DIRECTIONS =
Your task is to copy each line of the records that includes the string "shoreline".

[Dataset entries]
┏━━

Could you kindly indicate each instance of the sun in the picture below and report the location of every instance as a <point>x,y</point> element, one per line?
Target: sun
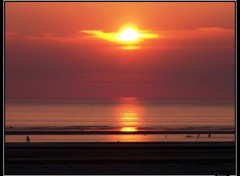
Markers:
<point>128,35</point>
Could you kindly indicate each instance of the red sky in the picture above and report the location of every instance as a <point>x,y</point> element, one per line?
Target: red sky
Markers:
<point>47,55</point>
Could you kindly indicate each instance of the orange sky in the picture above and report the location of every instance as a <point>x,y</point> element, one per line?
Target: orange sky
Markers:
<point>48,55</point>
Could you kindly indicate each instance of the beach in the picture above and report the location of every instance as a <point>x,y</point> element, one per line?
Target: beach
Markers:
<point>120,158</point>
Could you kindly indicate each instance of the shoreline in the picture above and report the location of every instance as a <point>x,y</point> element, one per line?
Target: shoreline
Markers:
<point>68,132</point>
<point>120,158</point>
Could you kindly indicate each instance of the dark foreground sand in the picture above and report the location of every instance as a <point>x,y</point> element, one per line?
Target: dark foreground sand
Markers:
<point>149,158</point>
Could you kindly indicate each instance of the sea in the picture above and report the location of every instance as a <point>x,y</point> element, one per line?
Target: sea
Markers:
<point>126,115</point>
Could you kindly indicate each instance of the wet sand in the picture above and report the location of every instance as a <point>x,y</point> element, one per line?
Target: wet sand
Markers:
<point>120,158</point>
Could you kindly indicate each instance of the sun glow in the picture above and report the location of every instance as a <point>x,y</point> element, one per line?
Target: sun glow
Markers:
<point>128,129</point>
<point>128,35</point>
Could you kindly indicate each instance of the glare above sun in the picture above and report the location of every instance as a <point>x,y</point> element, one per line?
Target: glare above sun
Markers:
<point>128,35</point>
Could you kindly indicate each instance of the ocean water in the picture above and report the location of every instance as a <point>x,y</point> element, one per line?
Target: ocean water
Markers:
<point>125,114</point>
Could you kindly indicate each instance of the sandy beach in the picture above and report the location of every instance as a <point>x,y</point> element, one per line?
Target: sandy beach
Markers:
<point>120,158</point>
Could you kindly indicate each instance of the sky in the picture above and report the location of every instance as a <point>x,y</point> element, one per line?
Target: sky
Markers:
<point>54,50</point>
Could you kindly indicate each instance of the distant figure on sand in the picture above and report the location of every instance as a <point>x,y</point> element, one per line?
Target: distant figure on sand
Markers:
<point>27,139</point>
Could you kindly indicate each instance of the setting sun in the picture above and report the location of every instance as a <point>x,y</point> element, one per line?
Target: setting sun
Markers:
<point>128,35</point>
<point>128,129</point>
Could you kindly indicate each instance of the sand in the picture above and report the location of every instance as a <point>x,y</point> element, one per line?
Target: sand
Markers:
<point>120,158</point>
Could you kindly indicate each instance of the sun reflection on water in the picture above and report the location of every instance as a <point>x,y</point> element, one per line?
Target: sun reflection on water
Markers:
<point>129,114</point>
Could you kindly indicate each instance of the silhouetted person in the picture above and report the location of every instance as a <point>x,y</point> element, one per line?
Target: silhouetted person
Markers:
<point>27,139</point>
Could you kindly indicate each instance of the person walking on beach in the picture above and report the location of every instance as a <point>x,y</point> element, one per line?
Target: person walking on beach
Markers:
<point>27,139</point>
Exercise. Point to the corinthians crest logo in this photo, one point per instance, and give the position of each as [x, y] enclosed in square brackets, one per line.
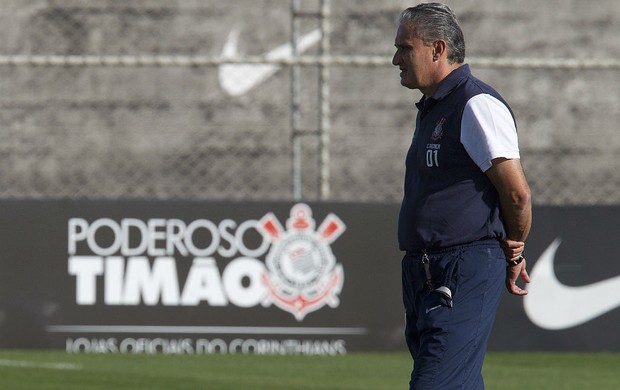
[302, 275]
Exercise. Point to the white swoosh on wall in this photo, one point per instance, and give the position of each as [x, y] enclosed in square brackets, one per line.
[237, 79]
[553, 305]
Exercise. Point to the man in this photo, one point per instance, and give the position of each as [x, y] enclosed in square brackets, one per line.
[466, 210]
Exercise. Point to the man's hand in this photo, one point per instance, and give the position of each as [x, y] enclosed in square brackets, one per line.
[512, 274]
[513, 251]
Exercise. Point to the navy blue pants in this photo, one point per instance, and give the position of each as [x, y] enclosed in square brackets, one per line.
[447, 337]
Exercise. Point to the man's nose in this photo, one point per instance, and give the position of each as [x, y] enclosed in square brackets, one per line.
[395, 59]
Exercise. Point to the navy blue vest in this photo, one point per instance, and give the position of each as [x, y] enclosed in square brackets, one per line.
[448, 200]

┗━━

EXERCISE ANSWER =
Could you kindly indicate each instance of the shoreline in the picture above and report the location of every instance as a <point>x,y</point> element, one per line?
Target: shoreline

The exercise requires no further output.